*Directive*: In the article on isekai anime, what term did fans coin for the delivery vehicles that send protagonists to other worlds?

*Document*:
Why Isekai Anime Is Still So Popular—Even When It’s Bad

Image from The Eminence in Shadow, episode 1: “The Hated Classmate” © Original Creator: Daisuke Aizawa. Production Studio: Nexus. Publisher: Kadokawa. North American License Holder: Sentai Filmworks. Used for editorial purposes.

The most formulaic genre in anime continues to dominate—and there’s a reason why


Isekai has become anime’s junk food: predictable, creatively bankrupt, and somehow still dominating the market. As someone who remembers when anime meant painstakingly tracking down VHS fansubs, watching this lazy genre consume the modern landscape feels like witnessing the industry’s collective creative surrender. Yet here we are in 2025, and isekai shows no signs of slowing down—much to my continued frustration.

The word “isekai”—literally meaning “another world”—earned its place in the 2024 Oxford English Dictionary, cementing its cultural impact far beyond Japan. But what makes this creatively bankrupt genre so persistently popular, even when—especially when—it’s executed poorly?

The Four Pillars of Predictability

Every isekai story follows one of four well-worn paths to otherworldly transportation:

Death and Rebirth: The protagonist meets their end and awakens in an unfamiliar realm. This classic setup immediately establishes stakes while offering the ultimate escape from mundane problems.

Magical Summoning: Powerful magic users call forth the protagonist, usually as a chosen hero. This trope flatters the audience’s desire to be needed and special.

Divine Intervention: A god or cosmic force relocates the protagonist, either by accident or design. This removes agency from the transition, making it feel like destiny rather than choice.

Mysterious Transportation: The character simply materializes elsewhere without explanation. This lazy option prioritizes plot convenience over narrative logic.

Enter Truck-kun: The Grim Reaper of Modern Anime

The vehicular homicide trope has become so prevalent that fans coined the term “truck-kun”—a darkly humorous personification of the delivery vehicles that send countless protagonists to their otherworldly destinies. This meme represents everything both wrong and oddly endearing about isekai’s approach to storytelling.

In Another World with My Smartphone perfectly exemplifies this lazy writing: the protagonist meets an untimely end when a deity accidentally zaps him with lightning. Meanwhile, Death March to the Parallel World Rhapsody goes with the overwork angle—the protagonist falls asleep while coding for a “black company” and wakes up in the game’s world. Re:Zero doesn’t bother explaining how Subaru arrives in his new world in the anime itself, though the source material eventually reveals he was summoned by a witch.

The alternative death-by-overwork scenario directly references Japan’s “black company” culture—workplaces where harassment, verbal abuse, and crushing overtime are standard practice. Managers threaten to destroy employees’ careers if they try to leave. When isekai protagonists die from exhaustion at these exploitative jobs, the genre isn’t offering meaningful commentary—it’s just using real social problems as convenient plot devices.

Gimmicks Masquerading as Innovation

Modern isekai has embraced increasingly desperate reincarnation scenarios to stand out in an oversaturated market. Over the past seven years, we’ve seen protagonists reborn as slimes, spiders, swords, hot springs, skeletons, and yes—even vending machines. The fact that Reborn as a Vending Machine, I Now Wander the Dungeon exists tells you everything you need to know about how far creators will go for a hook.

*Location annotation dataset extracts*:
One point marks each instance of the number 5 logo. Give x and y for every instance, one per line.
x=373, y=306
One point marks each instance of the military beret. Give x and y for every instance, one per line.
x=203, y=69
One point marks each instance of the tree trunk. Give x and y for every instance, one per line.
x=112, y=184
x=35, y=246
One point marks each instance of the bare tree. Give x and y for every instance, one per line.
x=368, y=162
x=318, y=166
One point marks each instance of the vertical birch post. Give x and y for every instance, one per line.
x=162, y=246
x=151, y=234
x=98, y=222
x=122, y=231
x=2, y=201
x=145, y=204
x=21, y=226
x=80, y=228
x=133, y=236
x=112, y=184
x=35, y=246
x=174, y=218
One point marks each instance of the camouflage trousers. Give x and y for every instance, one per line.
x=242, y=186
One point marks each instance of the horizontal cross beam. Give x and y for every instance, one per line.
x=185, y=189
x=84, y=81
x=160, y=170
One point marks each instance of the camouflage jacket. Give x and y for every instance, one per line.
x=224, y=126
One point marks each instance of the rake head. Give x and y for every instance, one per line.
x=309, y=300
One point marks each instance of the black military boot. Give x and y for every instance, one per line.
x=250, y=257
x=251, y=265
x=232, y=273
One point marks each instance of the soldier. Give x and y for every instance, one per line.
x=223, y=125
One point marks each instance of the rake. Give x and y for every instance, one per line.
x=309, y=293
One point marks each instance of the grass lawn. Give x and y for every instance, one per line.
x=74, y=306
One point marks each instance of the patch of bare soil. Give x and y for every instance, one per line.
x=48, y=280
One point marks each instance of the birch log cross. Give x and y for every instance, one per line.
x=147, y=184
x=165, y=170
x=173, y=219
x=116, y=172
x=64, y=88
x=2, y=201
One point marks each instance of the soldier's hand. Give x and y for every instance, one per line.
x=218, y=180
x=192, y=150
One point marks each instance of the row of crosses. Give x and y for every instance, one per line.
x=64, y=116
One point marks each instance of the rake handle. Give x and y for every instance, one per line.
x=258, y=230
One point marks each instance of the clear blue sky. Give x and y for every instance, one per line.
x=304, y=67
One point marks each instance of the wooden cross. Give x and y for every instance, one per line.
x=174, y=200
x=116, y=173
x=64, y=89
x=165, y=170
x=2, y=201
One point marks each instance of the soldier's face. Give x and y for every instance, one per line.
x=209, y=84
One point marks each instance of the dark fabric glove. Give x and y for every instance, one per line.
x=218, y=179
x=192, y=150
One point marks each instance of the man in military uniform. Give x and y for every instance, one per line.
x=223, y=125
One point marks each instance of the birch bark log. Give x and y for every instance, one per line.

---

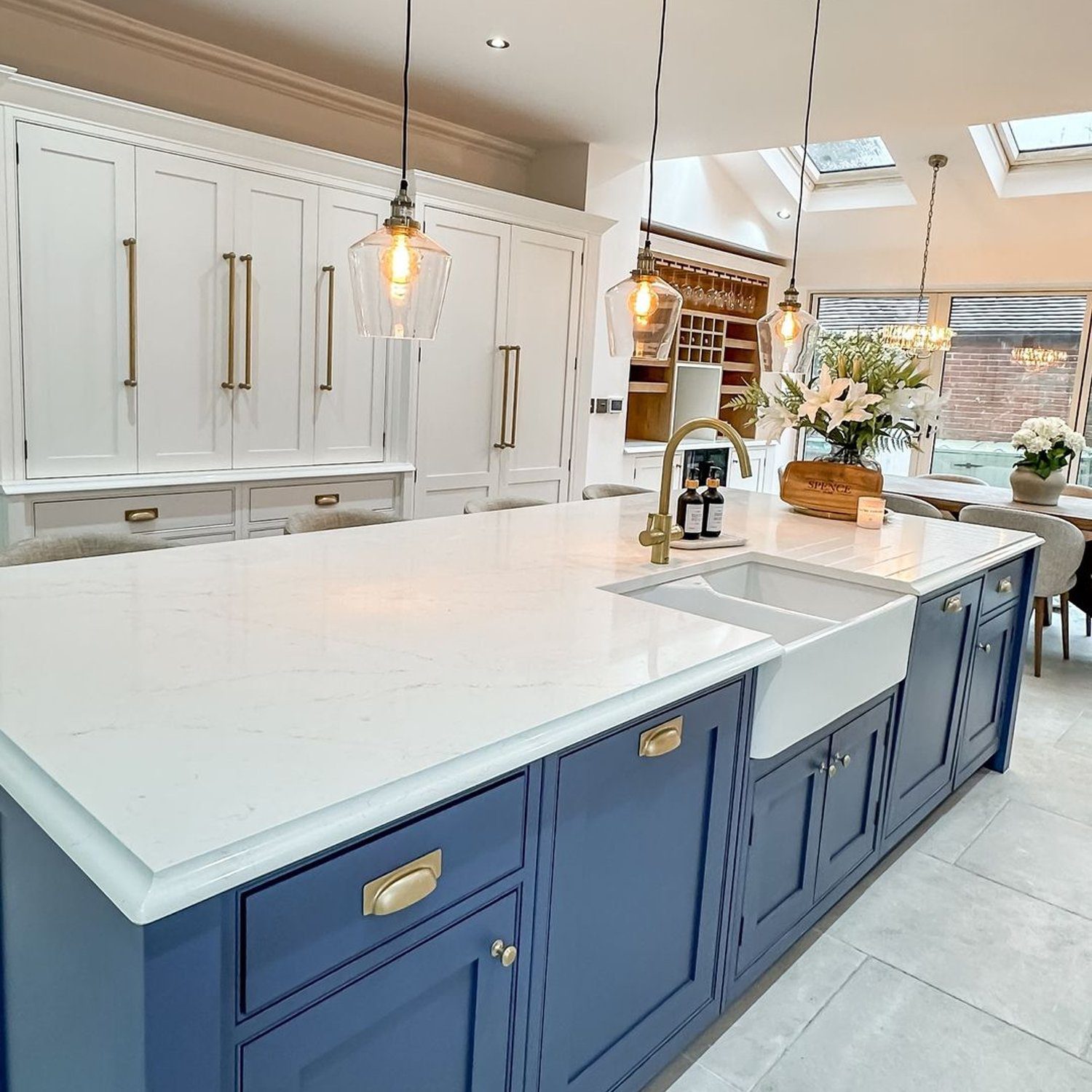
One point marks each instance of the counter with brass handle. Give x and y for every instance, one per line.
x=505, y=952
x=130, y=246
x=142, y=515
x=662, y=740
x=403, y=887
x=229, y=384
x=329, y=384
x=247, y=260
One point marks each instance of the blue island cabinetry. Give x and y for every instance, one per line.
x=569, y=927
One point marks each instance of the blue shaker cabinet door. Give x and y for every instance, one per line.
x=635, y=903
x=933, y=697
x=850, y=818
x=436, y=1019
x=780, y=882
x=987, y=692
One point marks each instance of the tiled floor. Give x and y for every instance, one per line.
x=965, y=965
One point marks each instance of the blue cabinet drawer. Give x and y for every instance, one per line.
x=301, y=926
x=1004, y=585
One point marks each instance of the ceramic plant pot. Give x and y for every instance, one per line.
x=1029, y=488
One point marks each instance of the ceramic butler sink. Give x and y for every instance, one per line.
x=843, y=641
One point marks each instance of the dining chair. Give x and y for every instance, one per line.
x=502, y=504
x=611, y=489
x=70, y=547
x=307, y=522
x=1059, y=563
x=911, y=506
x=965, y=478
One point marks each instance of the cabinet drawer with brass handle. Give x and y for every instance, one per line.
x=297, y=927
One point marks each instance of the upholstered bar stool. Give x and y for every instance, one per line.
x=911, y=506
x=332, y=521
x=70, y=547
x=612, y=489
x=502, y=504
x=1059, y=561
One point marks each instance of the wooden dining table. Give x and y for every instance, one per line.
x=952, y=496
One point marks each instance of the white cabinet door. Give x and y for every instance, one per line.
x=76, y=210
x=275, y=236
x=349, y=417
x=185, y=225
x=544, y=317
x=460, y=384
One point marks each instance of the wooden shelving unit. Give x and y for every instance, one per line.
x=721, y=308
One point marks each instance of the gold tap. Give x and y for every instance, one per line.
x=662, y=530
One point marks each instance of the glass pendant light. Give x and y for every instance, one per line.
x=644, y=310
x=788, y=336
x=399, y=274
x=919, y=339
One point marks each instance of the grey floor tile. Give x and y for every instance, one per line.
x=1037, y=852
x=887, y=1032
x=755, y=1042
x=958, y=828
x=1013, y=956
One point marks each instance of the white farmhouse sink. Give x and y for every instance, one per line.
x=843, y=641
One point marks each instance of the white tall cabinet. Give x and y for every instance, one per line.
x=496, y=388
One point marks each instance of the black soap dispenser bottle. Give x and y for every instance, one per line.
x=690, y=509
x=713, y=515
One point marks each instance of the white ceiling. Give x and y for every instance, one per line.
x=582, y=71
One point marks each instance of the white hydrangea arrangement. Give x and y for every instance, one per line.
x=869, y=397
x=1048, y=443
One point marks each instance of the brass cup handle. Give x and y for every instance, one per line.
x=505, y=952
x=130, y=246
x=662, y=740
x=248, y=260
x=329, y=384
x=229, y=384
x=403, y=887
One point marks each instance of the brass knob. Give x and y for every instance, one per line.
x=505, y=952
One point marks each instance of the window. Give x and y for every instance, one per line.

*Output*: "Truck-kun."